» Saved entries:
━━━━

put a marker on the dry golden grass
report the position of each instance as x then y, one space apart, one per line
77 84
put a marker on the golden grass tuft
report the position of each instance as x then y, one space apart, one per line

━━━━

» Aim: Copy out every line of the records above without changing anything.

» Complete response:
put a marker on the dry golden grass
report the position of each instance as x then y, one space apart, one per line
77 84
put a marker on the golden grass tuft
report the position of each instance as x then y, one space apart, one per line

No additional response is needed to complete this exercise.